[SELECTED PASSAGE — start]
American podcast producer

Brian Reichle (born August 4, 1974), known professionally as Brian Redban or simply Redban (also stylized as redban), is an American podcast producer and podcast host. He is the original producer and co-host of The Joe Rogan Experience, co-host of the Kill Tony podcast and the founder of the Deathsquad podcast network, the original publishing network of Your Mom's House podcast. In 2023, Redban became the co-owner of the Sunset Strip Comedy Club alongside Anthony Hashem and Christina Alvarado.

==Early life==
Redban was born Brian Reichle in Colombus, Ohio. He was self-taught in video editing and was working at Gateway 2000 when Joe Rogan hired him to film, produce and edit videos full-time.

==Career==
===The Joe Rogan Experience===
After producing videos for Doug Stanhope, and after receiving severance from the closure of the Gateway 2000 computer store where he was employed, Redban accepted an offer from Rogan to film him during comedy tours. His interest in live streaming services led him to expand his video production. The Joe Rogan Experience launched on December 24, 2009, and Redban remained the sole producer until late 2013 when Jamie Vernon was hired to help with an increased number of podcasts. Vernon subsequently took over as the full time producer of the show. Redban has since been a guest on the show many times.

Redban filmed the confrontation between Carlos Mencia and Joe Rogan in 2007.

===Deathsquad podcast network===
The first episode of the Deathsquad podcast aired on August 1, 2009, and the first episode of Your Mom's House podcast was released November 24, 2010. Redban also hosted the podcast entitled Icehouse Chronicles. Redban was a co-host of the Brode & Esther podcast alongside Esther Povitsky and the late Brody Stevens. The first episode was released on October 7, 2011 and there were seventeen episodes released.
[SELECTED PASSAGE — finish]
[EXTRACTED INFORMATION — start]
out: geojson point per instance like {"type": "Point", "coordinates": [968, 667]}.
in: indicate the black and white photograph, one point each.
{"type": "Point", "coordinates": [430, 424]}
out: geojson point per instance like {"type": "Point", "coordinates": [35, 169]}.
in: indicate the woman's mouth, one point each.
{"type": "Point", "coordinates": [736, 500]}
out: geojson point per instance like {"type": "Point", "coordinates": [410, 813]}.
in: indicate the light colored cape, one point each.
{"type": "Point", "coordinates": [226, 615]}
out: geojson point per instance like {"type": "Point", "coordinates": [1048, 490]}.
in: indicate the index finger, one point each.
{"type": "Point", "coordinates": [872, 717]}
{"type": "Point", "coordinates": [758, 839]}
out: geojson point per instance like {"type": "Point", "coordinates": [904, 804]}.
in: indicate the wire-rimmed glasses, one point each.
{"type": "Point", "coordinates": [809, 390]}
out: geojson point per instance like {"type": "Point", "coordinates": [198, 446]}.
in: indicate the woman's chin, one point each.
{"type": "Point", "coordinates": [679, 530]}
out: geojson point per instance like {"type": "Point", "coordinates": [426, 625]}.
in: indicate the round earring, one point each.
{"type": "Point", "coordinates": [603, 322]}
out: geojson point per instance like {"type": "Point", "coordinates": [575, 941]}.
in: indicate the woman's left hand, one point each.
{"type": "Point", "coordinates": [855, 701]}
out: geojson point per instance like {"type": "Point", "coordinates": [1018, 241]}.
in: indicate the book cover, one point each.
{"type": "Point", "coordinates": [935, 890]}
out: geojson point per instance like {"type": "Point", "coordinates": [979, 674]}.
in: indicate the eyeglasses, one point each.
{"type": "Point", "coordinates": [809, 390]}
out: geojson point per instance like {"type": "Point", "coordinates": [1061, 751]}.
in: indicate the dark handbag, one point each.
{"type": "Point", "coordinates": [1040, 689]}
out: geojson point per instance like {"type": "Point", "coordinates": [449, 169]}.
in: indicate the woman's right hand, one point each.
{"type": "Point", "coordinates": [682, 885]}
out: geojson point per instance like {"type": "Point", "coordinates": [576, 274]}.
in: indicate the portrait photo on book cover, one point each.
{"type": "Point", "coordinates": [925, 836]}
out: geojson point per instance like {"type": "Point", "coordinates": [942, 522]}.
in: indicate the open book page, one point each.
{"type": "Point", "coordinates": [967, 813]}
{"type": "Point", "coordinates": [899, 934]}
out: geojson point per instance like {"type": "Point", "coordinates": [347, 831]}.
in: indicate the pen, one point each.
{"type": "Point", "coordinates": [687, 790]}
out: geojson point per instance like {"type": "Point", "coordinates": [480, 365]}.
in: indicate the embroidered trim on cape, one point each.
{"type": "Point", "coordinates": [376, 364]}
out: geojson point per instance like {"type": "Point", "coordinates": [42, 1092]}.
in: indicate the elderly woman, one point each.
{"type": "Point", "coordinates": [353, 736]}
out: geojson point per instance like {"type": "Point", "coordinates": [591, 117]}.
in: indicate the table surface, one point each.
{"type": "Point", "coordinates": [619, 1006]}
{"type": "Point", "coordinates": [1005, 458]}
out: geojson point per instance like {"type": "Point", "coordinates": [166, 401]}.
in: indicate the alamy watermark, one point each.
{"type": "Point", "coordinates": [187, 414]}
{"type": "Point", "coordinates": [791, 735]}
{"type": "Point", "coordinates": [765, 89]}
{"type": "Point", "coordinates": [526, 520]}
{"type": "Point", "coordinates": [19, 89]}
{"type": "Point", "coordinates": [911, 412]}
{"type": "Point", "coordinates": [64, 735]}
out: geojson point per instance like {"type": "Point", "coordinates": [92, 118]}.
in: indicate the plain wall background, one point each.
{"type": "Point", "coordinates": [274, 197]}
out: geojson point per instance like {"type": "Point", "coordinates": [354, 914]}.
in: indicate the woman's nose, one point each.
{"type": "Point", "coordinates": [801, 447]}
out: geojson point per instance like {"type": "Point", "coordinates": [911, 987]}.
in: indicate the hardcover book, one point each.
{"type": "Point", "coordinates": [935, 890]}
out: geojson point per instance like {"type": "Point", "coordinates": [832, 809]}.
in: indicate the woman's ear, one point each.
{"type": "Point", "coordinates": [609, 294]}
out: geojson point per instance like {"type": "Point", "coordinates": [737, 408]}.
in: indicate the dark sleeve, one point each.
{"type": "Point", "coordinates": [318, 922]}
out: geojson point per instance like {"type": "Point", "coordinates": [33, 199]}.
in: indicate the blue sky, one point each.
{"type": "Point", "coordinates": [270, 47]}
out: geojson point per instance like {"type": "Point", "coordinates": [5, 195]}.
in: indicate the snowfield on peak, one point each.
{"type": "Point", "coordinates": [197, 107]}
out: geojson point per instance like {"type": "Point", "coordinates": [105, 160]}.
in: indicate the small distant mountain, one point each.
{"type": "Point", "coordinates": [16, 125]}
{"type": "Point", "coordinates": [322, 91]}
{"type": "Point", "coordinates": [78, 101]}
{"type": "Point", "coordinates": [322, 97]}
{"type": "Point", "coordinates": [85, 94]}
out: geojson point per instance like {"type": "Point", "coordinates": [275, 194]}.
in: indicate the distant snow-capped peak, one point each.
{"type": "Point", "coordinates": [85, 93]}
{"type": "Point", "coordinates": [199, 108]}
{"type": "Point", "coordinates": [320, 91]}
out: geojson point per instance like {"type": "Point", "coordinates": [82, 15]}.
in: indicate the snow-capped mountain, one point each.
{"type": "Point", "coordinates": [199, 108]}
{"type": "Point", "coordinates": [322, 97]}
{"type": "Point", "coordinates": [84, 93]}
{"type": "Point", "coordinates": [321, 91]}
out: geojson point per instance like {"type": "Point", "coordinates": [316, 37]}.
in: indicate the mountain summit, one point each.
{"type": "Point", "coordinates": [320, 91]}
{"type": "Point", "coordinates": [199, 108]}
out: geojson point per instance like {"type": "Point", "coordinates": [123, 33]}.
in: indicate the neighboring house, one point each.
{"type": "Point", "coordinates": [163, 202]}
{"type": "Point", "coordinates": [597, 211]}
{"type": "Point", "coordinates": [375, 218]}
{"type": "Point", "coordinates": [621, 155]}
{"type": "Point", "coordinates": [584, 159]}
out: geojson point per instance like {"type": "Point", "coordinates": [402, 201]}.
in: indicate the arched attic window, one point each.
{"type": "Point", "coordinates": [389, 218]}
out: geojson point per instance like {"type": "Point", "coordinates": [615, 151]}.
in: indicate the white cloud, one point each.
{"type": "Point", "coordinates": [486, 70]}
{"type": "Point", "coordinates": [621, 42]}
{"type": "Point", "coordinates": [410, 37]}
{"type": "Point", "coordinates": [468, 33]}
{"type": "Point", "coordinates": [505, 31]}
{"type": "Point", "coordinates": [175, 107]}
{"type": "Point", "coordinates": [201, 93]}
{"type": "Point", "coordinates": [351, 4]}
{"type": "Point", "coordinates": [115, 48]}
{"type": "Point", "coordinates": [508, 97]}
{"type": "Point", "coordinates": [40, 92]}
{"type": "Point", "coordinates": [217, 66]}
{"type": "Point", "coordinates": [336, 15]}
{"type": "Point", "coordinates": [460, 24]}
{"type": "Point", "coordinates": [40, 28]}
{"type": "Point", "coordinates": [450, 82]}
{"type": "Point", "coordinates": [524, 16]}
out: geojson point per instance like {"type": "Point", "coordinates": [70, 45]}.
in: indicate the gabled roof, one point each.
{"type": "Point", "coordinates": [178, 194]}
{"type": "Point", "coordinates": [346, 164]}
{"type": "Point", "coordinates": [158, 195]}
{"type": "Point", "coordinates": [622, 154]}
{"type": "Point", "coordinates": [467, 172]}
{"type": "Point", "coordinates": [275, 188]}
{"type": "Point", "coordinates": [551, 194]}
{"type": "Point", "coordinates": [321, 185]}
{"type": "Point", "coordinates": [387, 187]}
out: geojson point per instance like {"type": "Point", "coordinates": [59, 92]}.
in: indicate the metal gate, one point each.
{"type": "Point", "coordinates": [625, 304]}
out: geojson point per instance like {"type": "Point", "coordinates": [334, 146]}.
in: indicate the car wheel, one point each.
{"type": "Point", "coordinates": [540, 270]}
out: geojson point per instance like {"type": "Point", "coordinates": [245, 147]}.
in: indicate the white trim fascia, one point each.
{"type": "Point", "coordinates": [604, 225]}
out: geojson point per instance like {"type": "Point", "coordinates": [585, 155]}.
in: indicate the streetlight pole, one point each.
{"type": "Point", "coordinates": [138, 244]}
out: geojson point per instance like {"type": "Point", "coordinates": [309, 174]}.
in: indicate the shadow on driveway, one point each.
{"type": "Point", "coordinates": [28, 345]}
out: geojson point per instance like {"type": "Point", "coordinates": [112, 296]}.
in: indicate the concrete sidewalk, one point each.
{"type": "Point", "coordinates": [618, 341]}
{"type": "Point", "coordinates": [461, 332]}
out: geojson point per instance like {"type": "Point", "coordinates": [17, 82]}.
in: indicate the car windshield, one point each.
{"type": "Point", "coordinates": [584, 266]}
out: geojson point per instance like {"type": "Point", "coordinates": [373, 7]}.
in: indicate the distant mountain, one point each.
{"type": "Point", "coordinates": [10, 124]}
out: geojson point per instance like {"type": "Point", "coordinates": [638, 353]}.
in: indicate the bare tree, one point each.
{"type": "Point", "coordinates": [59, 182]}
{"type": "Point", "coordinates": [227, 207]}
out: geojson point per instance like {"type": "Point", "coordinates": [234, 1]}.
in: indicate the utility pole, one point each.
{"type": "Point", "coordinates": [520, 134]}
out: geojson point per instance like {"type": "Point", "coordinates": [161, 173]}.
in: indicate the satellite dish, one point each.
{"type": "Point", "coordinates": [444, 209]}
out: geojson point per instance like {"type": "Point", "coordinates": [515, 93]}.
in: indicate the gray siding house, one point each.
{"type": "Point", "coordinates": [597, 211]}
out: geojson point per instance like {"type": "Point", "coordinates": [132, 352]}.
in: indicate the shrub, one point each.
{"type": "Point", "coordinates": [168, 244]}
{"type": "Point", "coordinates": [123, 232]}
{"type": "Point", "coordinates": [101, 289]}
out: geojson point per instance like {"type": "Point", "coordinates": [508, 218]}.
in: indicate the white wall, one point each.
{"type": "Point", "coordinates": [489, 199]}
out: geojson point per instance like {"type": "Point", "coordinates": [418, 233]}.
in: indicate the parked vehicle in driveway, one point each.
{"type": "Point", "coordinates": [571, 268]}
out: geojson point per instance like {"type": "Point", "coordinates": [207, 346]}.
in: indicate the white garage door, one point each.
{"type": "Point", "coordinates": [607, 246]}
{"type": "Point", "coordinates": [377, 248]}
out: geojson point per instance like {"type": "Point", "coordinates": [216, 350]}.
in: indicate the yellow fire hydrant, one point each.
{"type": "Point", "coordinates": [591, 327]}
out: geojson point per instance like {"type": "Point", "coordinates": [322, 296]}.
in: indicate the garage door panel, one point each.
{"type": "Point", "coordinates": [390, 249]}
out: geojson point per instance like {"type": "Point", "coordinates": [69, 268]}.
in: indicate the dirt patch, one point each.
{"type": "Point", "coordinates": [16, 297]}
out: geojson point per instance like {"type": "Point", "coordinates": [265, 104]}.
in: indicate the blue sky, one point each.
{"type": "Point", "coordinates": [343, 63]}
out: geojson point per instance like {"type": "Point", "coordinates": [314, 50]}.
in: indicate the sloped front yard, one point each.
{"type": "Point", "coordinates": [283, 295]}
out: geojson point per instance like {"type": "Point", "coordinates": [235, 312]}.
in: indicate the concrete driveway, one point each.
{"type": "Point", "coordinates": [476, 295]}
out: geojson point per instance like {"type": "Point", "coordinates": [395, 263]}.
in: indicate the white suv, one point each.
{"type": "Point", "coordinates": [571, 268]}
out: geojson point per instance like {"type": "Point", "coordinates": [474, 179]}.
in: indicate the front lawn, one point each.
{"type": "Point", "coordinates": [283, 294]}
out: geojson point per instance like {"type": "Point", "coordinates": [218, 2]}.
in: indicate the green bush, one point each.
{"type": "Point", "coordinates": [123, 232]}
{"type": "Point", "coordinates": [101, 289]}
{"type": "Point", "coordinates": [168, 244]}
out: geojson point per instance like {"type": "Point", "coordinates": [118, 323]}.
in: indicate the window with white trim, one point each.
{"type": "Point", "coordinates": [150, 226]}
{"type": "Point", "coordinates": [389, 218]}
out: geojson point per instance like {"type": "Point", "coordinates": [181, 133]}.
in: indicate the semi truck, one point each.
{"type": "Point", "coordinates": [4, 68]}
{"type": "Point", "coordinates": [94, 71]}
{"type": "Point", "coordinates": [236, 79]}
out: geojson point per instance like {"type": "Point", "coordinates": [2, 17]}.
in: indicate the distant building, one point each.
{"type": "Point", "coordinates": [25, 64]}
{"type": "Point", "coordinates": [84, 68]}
[EXTRACTED INFORMATION — finish]
*THINGS TO DO*:
A. Answer these questions using the Brian Redban biography:
(i) At what company was Redban working when Joe Rogan hired him?
(ii) On what date did The Joe Rogan Experience launch?
(iii) With whom did Redban become co-owner of the Sunset Strip Comedy Club?
B. Reproduce the Brian Redban biography word for word from "Redban filmed the" to "seventeen episodes released.".
C. Pick up the Brian Redban biography at its last sentence and keep writing it from that point.
The listing has nothing to do with this exercise.

*EXPECTED RESPONSES*:
A.
(i) Gateway 2000
(ii) December 24, 2009
(iii) Anthony Hashem and Christina Alvarado

B.
Redban filmed the confrontation between Carlos Mencia and Joe Rogan in 2007.

===Deathsquad podcast network===
The first episode of the Deathsquad podcast aired on August 1, 2009, and the first episode of Your Mom's House podcast was released November 24, 2010. Redban also hosted the podcast entitled Icehouse Chronicles. Redban was a co-host of the Brode & Esther podcast alongside Esther Povitsky and the late Brody Stevens. The first episode was released on October 7, 2011 and there were seventeen episodes released.

C.
=== Kill Tony ===

Redban has been co-host and producer of the stand-up comedy podcast show Kill Tony alongside main host Tony Hinchcliffe since 2013.

===Deathsquad Secret Show===
Redban hosts the Deathsquad Secret Show, a live comedy show featuring unannounced comedians. The pilot episode was released on December 8, 2012.

===Other appearances===

In 2017, Redban appeared on an episode of the comedy game show @Midnight with Chris Hardwick. In July 2018, Redban appeared on the two-day Skankfest event, hosted by the Legion of Skanks (Big Jay Oakerson, Dave Smith, and Luis J. Gomez). He appeared again on Skankfest South in November 2021.

==Sunset Strip Comedy Club==
In early 2023, Redban was approached by Anthony Hashem as a prospective investor for the Sunset Strip Comedy Club in Austin, Texas. His interest was immediate, and the club soft-opened in April of that year with one of Redban's long-running Deathsquad Secret Shows.